Work instructions:
Repeat, exactly and in full, the lines of the listing below, but without any pictures.

[Object outline annotations]
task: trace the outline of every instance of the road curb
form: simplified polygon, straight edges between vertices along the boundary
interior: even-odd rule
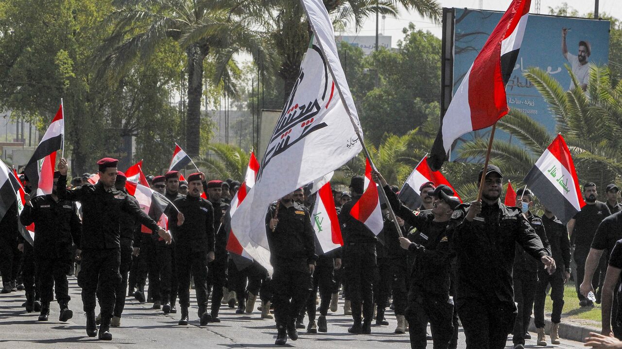
[[[544,331],[547,334],[547,338],[549,341],[550,339],[548,338],[549,331],[550,329],[551,321],[550,319],[548,317],[544,318]],[[531,317],[531,320],[529,321],[529,331],[532,332],[537,332],[536,329],[536,324],[534,322],[533,316]],[[559,337],[564,339],[568,339],[570,340],[574,340],[577,342],[585,342],[585,338],[590,335],[590,332],[596,332],[600,333],[600,329],[596,327],[593,327],[592,326],[587,325],[579,325],[572,322],[564,322],[564,319],[562,319],[562,322],[559,323]]]

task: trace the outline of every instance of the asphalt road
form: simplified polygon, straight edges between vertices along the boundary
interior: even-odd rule
[[[259,312],[240,315],[223,306],[220,324],[210,323],[200,327],[197,315],[194,292],[192,292],[190,309],[190,324],[179,326],[179,314],[165,315],[161,310],[150,309],[149,303],[138,303],[133,298],[127,298],[121,327],[112,328],[112,341],[98,340],[96,337],[86,336],[85,331],[86,320],[80,296],[80,288],[75,277],[69,278],[72,301],[70,307],[73,310],[73,318],[68,322],[60,322],[58,306],[51,304],[50,320],[47,322],[37,321],[38,314],[27,313],[21,306],[26,300],[23,291],[0,294],[0,348],[86,348],[93,349],[115,349],[144,348],[156,349],[182,349],[185,348],[208,348],[228,349],[233,348],[273,348],[276,336],[273,320],[262,320]],[[299,330],[300,338],[295,342],[288,340],[289,347],[300,348],[322,349],[356,348],[357,349],[410,347],[408,335],[392,333],[396,322],[392,312],[388,311],[388,326],[374,326],[371,335],[354,335],[348,333],[351,317],[343,315],[343,301],[339,311],[329,311],[328,332],[307,334]],[[179,308],[179,306],[178,306]],[[306,319],[305,319],[306,324]],[[532,333],[535,338],[535,335]],[[511,340],[508,342],[511,347]],[[528,340],[526,348],[536,347],[534,340]],[[432,348],[432,342],[429,342]],[[465,348],[464,335],[460,329],[458,348]],[[549,348],[584,348],[582,343],[562,340],[557,346]]]

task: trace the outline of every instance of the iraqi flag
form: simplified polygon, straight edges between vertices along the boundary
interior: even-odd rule
[[[492,126],[509,111],[505,86],[527,26],[531,0],[513,0],[460,83],[441,121],[430,167],[439,170],[462,135]]]
[[[378,188],[376,182],[371,179],[371,165],[366,159],[365,185],[363,195],[350,209],[350,215],[365,225],[374,235],[378,235],[383,230],[384,220],[378,199]]]
[[[191,162],[192,162],[192,160],[188,156],[188,154],[186,154],[181,147],[175,143],[175,151],[173,152],[173,158],[170,159],[169,171],[181,171]]]
[[[512,207],[516,206],[516,192],[514,191],[512,183],[509,181],[508,181],[508,189],[506,190],[506,198],[503,204]]]
[[[61,104],[24,170],[32,186],[30,193],[33,193],[33,197],[52,194],[56,151],[62,147],[64,133],[65,121],[63,119],[63,105]]]
[[[19,180],[19,176],[17,175],[17,172],[13,169],[13,171],[11,172],[13,176],[17,180],[17,186],[16,186],[16,196],[17,200],[17,215],[21,215],[22,214],[22,211],[24,211],[24,202],[26,202],[26,191],[24,189],[24,186],[22,184],[21,181]],[[24,239],[28,242],[28,243],[30,244],[30,246],[34,246],[35,244],[35,224],[33,223],[27,227],[24,227],[19,220],[17,221],[17,225],[19,226],[19,233],[22,234]]]
[[[139,183],[146,187],[149,186],[149,183],[147,181],[147,177],[142,173],[142,160],[131,166],[125,171],[125,175],[128,180],[135,183]]]
[[[411,210],[416,210],[421,206],[419,188],[427,182],[434,183],[434,186],[445,184],[452,188],[454,196],[458,199],[460,198],[456,189],[453,189],[449,181],[445,178],[445,176],[443,176],[440,171],[432,171],[430,168],[427,160],[427,156],[424,156],[417,167],[411,173],[408,178],[406,179],[406,181],[404,183],[404,186],[402,186],[402,189],[399,191],[398,197],[399,197],[400,201]],[[460,202],[462,202],[462,199],[460,199]]]
[[[327,253],[343,245],[330,183],[324,184],[317,191],[311,219],[322,252]]]
[[[257,158],[255,157],[255,153],[254,152],[251,152],[251,156],[248,161],[248,167],[246,168],[246,174],[244,179],[244,182],[242,183],[239,186],[239,188],[238,189],[238,192],[236,193],[235,196],[231,200],[231,207],[229,210],[229,216],[231,217],[231,215],[235,212],[236,210],[238,209],[238,207],[239,204],[242,203],[244,201],[244,197],[246,197],[246,194],[248,191],[250,190],[255,185],[255,179],[257,177],[257,173],[259,171],[259,163],[257,161]],[[248,258],[248,260],[253,260],[253,257],[244,251],[244,248],[240,245],[239,242],[238,238],[235,237],[235,233],[231,229],[229,229],[229,238],[227,240],[227,251],[235,253]],[[236,261],[238,260],[234,260]],[[238,263],[239,264],[239,263]],[[238,268],[241,266],[238,265]]]
[[[157,222],[158,225],[165,230],[169,230],[169,219],[164,212],[170,201],[165,196],[147,186],[130,181],[125,182],[125,189],[128,191],[128,194],[136,198],[138,205],[143,212]],[[151,229],[144,225],[141,227],[141,231],[147,234],[152,233]],[[158,238],[162,240],[161,237]]]
[[[544,150],[523,181],[564,224],[585,206],[575,164],[562,135]]]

Solution:
task: trace the outline of every instance of the road curb
form: simplified polygon, straight edges between vertices along the boundary
interior: even-odd rule
[[[544,331],[547,334],[547,338],[549,341],[550,339],[548,338],[549,331],[550,329],[551,321],[550,319],[548,317],[544,318]],[[531,317],[531,320],[529,321],[529,331],[532,332],[537,332],[536,329],[536,324],[534,322],[533,316]],[[559,337],[564,339],[568,339],[570,340],[574,340],[577,342],[585,342],[585,338],[590,335],[590,332],[596,332],[600,333],[600,329],[596,327],[593,327],[592,326],[587,325],[579,325],[572,322],[564,322],[564,319],[562,319],[562,322],[559,323]]]

task: trace the outline of every instance of the asphalt road
form: simplified polygon, straight edges between vertices along the boundary
interior: even-odd rule
[[[259,312],[240,315],[223,306],[220,324],[210,323],[200,327],[197,315],[194,292],[192,292],[190,309],[190,324],[179,326],[179,314],[165,315],[161,310],[150,309],[149,303],[138,303],[133,298],[127,298],[121,327],[112,328],[112,341],[98,340],[96,337],[86,336],[85,331],[86,320],[80,296],[80,288],[75,277],[69,278],[72,301],[70,307],[73,310],[73,318],[68,322],[60,322],[58,306],[51,304],[50,320],[47,322],[37,321],[38,314],[27,313],[21,306],[26,300],[23,291],[0,294],[0,348],[86,348],[93,349],[115,349],[144,348],[156,349],[182,349],[185,348],[208,348],[228,349],[233,348],[273,348],[276,336],[273,320],[262,320]],[[299,330],[300,338],[295,342],[288,340],[289,347],[300,348],[322,349],[356,348],[357,349],[410,347],[408,335],[392,333],[396,322],[392,312],[388,311],[388,326],[374,326],[371,335],[354,335],[348,333],[351,317],[343,315],[343,301],[339,311],[329,311],[328,332],[307,334]],[[179,308],[179,306],[178,306]],[[306,319],[305,319],[306,324]],[[532,333],[535,338],[535,335]],[[511,340],[508,342],[511,347]],[[528,340],[526,348],[536,347],[534,340]],[[432,348],[432,342],[429,342]],[[465,348],[464,335],[460,329],[458,348]],[[549,348],[584,348],[582,343],[562,340],[557,346]]]

task: trace the outline of every instance of the iraqi flag
form: simplified polygon, straight edges between vertices along the boundary
interior: even-odd rule
[[[492,126],[509,111],[505,86],[527,26],[531,0],[513,0],[460,83],[441,121],[430,167],[439,170],[462,135]]]
[[[378,188],[376,182],[371,179],[371,165],[366,159],[365,185],[363,195],[350,209],[350,215],[365,225],[374,235],[378,235],[383,230],[384,220],[378,199]]]
[[[191,162],[192,162],[192,160],[188,156],[188,154],[186,154],[181,147],[175,143],[175,151],[173,152],[173,158],[170,159],[169,171],[181,171]]]
[[[512,207],[516,206],[516,192],[514,191],[512,183],[509,181],[508,181],[508,189],[506,190],[506,198],[503,204]]]
[[[61,104],[24,170],[32,186],[30,193],[33,193],[33,197],[52,194],[56,151],[62,147],[64,133],[65,121],[63,119],[63,105]]]
[[[19,180],[19,176],[17,175],[17,172],[13,169],[13,171],[11,172],[13,176],[17,180],[17,186],[16,186],[16,196],[17,200],[17,215],[21,215],[22,214],[22,211],[24,211],[24,202],[26,202],[26,191],[24,189],[24,186],[22,184],[21,181]],[[24,239],[28,242],[28,243],[30,244],[30,246],[34,246],[35,244],[35,224],[33,223],[27,227],[24,227],[19,220],[17,221],[17,225],[19,226],[19,233],[22,234]]]
[[[139,183],[146,187],[149,186],[149,183],[147,181],[147,177],[142,173],[142,160],[131,166],[125,171],[125,175],[128,180],[135,183]]]
[[[411,210],[416,210],[421,206],[419,188],[427,182],[434,183],[434,186],[445,184],[452,188],[454,196],[458,199],[460,198],[456,189],[453,189],[449,181],[445,178],[445,176],[443,176],[440,171],[432,171],[430,168],[427,160],[427,156],[424,156],[417,167],[411,173],[408,178],[406,179],[406,181],[404,183],[404,186],[402,186],[402,189],[399,191],[398,197],[399,197],[400,201]],[[460,202],[462,202],[462,199],[460,199]]]
[[[327,253],[343,245],[330,183],[324,184],[317,191],[311,219],[322,252]]]
[[[257,158],[255,157],[255,153],[254,152],[251,152],[251,156],[248,161],[248,167],[246,168],[246,174],[244,179],[244,182],[242,183],[239,186],[239,188],[238,189],[238,192],[236,193],[235,196],[231,200],[231,207],[229,210],[229,216],[231,217],[231,215],[235,212],[236,210],[238,209],[238,207],[239,204],[242,203],[244,201],[244,197],[246,197],[246,194],[248,191],[250,190],[255,185],[255,179],[257,177],[257,173],[259,171],[259,163],[257,161]],[[248,258],[248,260],[253,260],[253,257],[244,251],[244,248],[240,245],[239,242],[238,238],[235,237],[235,233],[231,229],[229,229],[229,238],[227,240],[227,251],[235,253]],[[236,261],[238,260],[234,260]],[[238,263],[239,264],[239,263]],[[238,268],[241,266],[238,265]]]
[[[157,222],[158,225],[165,230],[169,230],[169,219],[164,212],[170,201],[165,196],[147,186],[130,181],[125,182],[125,189],[128,191],[128,194],[136,198],[138,205],[143,212]],[[151,229],[144,225],[141,227],[141,231],[147,234],[152,233]],[[158,238],[162,240],[161,237]]]
[[[544,150],[523,181],[564,224],[585,206],[575,164],[562,135]]]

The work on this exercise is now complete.